__READING PASSAGE__
+===+

Polygamy is legal under certain circumstances in South Africa. All polygamous marriages entered into in accordance with the provisions of the Recognition of Customary Marriages Act are legal. The husband in an existing customary marriage wishing to marry a second wife must apply to a competent court for such a marriage to be legal. Hence former President Jacob Zuma currently has four legally-recognised wives. The court considers the interests of all parties to the marriage and may add whatever conditions the court deems just for the polygamous marriage to be valid under customary law. Polygamous marriages are not allowed under the Marriage Act and the Civil Unions Act.

A person married under the Civil Union Act which allows same-sex couples to marry, may not enter into marriage with a second partner until the existing marriage is dissolved. Therefore only men are allowed to marry more than one spouse of the opposite sex at the same time.

+===+

__INFORMATION SHOWN__

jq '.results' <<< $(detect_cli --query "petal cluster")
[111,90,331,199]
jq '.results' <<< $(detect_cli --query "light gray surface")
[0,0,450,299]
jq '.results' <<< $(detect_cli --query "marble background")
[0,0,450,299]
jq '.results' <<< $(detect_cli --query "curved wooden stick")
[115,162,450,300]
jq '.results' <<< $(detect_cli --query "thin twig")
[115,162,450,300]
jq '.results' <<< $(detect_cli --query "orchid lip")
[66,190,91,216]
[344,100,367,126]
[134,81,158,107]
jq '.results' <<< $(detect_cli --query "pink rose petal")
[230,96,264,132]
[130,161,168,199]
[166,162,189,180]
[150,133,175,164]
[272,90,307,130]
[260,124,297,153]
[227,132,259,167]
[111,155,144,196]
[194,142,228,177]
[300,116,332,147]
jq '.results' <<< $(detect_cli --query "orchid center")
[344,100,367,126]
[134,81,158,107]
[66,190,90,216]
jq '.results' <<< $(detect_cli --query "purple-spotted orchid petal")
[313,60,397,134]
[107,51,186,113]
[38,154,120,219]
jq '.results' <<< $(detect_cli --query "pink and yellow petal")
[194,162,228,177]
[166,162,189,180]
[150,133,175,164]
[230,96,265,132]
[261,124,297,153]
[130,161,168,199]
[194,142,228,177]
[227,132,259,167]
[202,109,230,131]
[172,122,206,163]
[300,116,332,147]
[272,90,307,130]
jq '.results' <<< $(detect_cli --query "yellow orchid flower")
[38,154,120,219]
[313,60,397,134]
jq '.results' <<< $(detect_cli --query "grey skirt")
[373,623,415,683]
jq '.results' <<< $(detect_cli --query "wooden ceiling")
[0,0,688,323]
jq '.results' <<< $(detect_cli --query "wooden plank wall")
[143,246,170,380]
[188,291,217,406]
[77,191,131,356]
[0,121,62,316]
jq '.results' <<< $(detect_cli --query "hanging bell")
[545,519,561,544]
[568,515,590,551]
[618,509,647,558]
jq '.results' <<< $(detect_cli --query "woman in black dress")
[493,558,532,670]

+===+

Name each act of law mentioned in the text on polygamy in South Africa above.

- Recognition of Customary Marriages Act
- Marriage Act
- Civil Unions Act (also given as Civil Union Act)